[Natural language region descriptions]
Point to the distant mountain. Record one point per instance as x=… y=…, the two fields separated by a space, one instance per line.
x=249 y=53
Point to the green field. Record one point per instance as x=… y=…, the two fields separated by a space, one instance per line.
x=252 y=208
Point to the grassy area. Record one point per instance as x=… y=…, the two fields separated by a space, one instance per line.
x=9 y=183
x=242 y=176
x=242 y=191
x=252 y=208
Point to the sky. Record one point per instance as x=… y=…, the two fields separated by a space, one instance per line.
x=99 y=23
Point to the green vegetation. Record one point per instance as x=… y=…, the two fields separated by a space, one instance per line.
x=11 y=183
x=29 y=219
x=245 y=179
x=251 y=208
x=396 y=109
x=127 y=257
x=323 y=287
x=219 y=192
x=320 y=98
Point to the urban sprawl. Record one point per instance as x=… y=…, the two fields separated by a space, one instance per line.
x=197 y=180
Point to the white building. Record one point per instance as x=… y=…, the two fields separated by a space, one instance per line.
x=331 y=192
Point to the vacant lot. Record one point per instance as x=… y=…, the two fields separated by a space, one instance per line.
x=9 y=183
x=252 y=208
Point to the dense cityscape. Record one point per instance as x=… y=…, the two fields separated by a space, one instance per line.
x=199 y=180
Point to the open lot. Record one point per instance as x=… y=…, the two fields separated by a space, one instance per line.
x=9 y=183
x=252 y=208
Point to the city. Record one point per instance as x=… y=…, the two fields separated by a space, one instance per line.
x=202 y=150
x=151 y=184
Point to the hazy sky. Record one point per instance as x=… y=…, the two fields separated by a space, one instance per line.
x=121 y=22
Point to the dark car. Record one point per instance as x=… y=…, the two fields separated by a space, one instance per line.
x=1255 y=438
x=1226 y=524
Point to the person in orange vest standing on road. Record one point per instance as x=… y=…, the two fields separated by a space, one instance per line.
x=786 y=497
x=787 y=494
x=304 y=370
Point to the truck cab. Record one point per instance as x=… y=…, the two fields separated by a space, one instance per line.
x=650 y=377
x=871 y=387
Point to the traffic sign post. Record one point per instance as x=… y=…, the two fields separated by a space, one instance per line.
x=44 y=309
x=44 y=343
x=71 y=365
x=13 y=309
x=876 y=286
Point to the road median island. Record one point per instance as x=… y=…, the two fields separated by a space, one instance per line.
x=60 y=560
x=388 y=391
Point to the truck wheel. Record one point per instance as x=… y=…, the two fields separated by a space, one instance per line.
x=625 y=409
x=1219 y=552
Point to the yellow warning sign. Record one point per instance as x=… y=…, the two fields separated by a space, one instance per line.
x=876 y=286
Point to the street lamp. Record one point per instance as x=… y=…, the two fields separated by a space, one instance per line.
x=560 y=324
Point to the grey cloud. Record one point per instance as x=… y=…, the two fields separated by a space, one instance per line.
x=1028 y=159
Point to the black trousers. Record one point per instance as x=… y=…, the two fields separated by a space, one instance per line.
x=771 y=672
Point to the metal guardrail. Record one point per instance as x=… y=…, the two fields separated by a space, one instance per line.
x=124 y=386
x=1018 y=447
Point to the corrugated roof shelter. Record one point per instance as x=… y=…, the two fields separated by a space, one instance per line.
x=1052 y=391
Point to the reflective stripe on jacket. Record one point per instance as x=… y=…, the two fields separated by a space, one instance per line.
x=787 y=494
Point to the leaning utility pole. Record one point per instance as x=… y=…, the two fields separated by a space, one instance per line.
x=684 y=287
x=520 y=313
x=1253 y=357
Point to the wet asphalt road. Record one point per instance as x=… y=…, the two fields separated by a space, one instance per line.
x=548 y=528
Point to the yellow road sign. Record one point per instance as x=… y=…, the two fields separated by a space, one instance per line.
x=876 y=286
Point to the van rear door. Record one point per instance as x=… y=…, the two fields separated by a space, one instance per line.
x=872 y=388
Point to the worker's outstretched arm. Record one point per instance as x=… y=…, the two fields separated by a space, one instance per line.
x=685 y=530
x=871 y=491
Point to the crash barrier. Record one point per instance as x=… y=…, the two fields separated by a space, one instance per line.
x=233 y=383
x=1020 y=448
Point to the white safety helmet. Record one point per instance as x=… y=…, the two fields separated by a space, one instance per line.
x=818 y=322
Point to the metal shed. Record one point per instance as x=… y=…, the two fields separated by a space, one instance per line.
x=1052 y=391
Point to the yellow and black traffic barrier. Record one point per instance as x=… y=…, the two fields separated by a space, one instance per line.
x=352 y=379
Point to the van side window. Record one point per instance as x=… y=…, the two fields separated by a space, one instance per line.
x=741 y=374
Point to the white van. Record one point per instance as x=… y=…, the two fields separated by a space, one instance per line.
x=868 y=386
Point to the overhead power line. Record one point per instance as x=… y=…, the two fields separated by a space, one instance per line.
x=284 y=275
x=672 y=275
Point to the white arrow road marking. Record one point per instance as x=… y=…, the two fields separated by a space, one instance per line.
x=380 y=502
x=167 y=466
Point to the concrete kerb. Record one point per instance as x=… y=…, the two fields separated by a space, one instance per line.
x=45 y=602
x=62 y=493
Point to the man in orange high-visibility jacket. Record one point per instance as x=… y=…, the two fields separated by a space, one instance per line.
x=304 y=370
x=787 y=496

**TASK TO COMPLETE:**
The reply should consist of all the records, repeated exactly.

**WORKED SOLUTION:**
Point to the distant mountain. Record one point per instance as x=… y=…, the two fields separated by a space, one instance per line.
x=249 y=53
Point to the green field. Record one point per instance as x=… y=…, the two fields separated by a space, one instance per line.
x=252 y=208
Point to the grassy area. Record one point per instance as x=… y=…, the two fields separated by a space, one instance per line.
x=9 y=183
x=242 y=176
x=242 y=191
x=252 y=208
Point to the sky. Record one point per instance as x=… y=…, the two fields separated by a space, one instance per line.
x=99 y=23
Point to the green vegetation. Record one point per instance as x=… y=…, the two fields separated by a space, one instance per line.
x=11 y=183
x=29 y=219
x=245 y=179
x=251 y=208
x=396 y=109
x=127 y=257
x=323 y=287
x=219 y=192
x=320 y=98
Point to the urban sprawl. Record one point per instance as x=… y=…, the two fields separated by a space, one instance per line.
x=197 y=180
Point to the white building. Record one point per instance as x=… y=…, the two fields separated by a space, one instance per line.
x=331 y=192
Point to the vacant lot. Record one point per instance as x=… y=…, the two fields separated by a space, one instance per line.
x=9 y=183
x=252 y=208
Point to the dense cityscape. Record one point per instance as x=… y=…, the two fields separated by a space, one instance per line.
x=199 y=180
Point to the open lot. Record one point per instance as x=… y=…, the two fields separated by a space, one instance per line.
x=9 y=183
x=252 y=208
Point to the city. Record one point per instance as x=… y=…, the two fields separated by a space, one instance per line.
x=202 y=150
x=151 y=184
Point to the hazy sky. Record one point per instance as x=… y=…, the two fields separated by a space, one instance per line.
x=121 y=22
Point to the dark car. Record one point per instance as x=… y=…, the two fields separated by a space, one instance per line.
x=1255 y=438
x=1226 y=524
Point to the person in orange vest standing on road. Record one point per instance as x=… y=…, the two fields separated by a space, one instance per line.
x=786 y=497
x=787 y=494
x=304 y=370
Point to the truck cab. Record one point per instance as x=… y=…, the two fields separated by a space, one instance per line.
x=650 y=377
x=871 y=387
Point to the traffic sign post. Record one point per instance as x=… y=…, the two fields separated by a space, one instance per line.
x=44 y=309
x=44 y=343
x=71 y=365
x=13 y=309
x=876 y=286
Point to the road median island. Record one point per instance as x=… y=…, the two fields separated by a space, one instance per line.
x=60 y=560
x=388 y=391
Point to the truck wheel. Record one point per instance as x=… y=…, the two fields separated by a space, one instance per line.
x=625 y=409
x=1219 y=552
Point to the yellow warning sign. Record one point per instance as x=… y=…, the two fields separated by a space, one instance per line.
x=876 y=286
Point to the street lamp. Record one point per instance as x=… y=…, the two fields separated by a space, one instance per line.
x=560 y=324
Point to the grey cloud. Record one point per instance as x=… y=…, the two fields separated by a space, one instance per line.
x=1028 y=159
Point to the black trousers. Record one point per instance as x=… y=…, the two fields separated by a space, one instance per line.
x=771 y=672
Point to the metal guardrail. Record one point per instance as x=… y=…, the two fields separated by a space, one instance per line.
x=124 y=386
x=1018 y=447
Point to the corrugated roof shelter. Record one point per instance as x=… y=…, the two fields separated by a space, one instance per line.
x=1052 y=391
Point to the reflective stripe on jacket. Record one point per instance as x=… y=…, the two fields separated by a space, one instance per line.
x=787 y=494
Point to the leaning utility pole. Record one point per instance as x=… y=…, the two fields separated by a space, one instance per line.
x=684 y=287
x=520 y=313
x=1253 y=357
Point to the wet asphalt road. Record one point per instance as x=… y=…, the two fields separated by a space, one instance per line.
x=548 y=528
Point to the yellow road sign. Record one point per instance as x=… y=…, the two fields separated by a space, one instance per line.
x=876 y=286
Point to the van rear door. Record one point per instance as x=… y=…, the two fields separated by a space, one instance per line.
x=872 y=388
Point to the worker's outstretched arm. Record one point per instance as x=… y=…, the two fields separated by a space, one instance per line.
x=685 y=530
x=871 y=491
Point to the crash barrier. Record one point per instance as x=… y=…, the two fields separated by a space, one instance per line.
x=233 y=383
x=1020 y=448
Point to the white safety helmet. Record one point per instance as x=… y=…, the two fields separated by a space, one instance per line.
x=818 y=322
Point to the metal shed. Record one point per instance as x=… y=…, the two fields separated by a space, one instance per line.
x=1052 y=391
Point to the yellow and black traffic barrier. Record one point per instance as x=… y=…, the two fields separated by a space, one instance per line.
x=352 y=379
Point to the van side window. Record one point per instance as x=… y=…, the two fields separated by a space, one instance per line.
x=741 y=374
Point to the white van. Record one point per instance as x=… y=…, the two fields separated by a space, one instance per line.
x=868 y=386
Point to the overhead power line. Record one point per instance as x=… y=…, the two fields separated by a space, one instance per line.
x=284 y=275
x=672 y=275
Point to the white arrow road marking. Record one point per instance as x=… y=…, the two fields separated by a space, one instance per line.
x=380 y=502
x=167 y=466
Point to the concrete kerb. Record one point per instance as x=… y=…, the two fields separated by a space, one instance per line.
x=45 y=602
x=62 y=493
Point to the man in orange high-visibility jacket. Record one point per instance as x=… y=…, the two fields separated by a space, one instance per line.
x=304 y=370
x=787 y=496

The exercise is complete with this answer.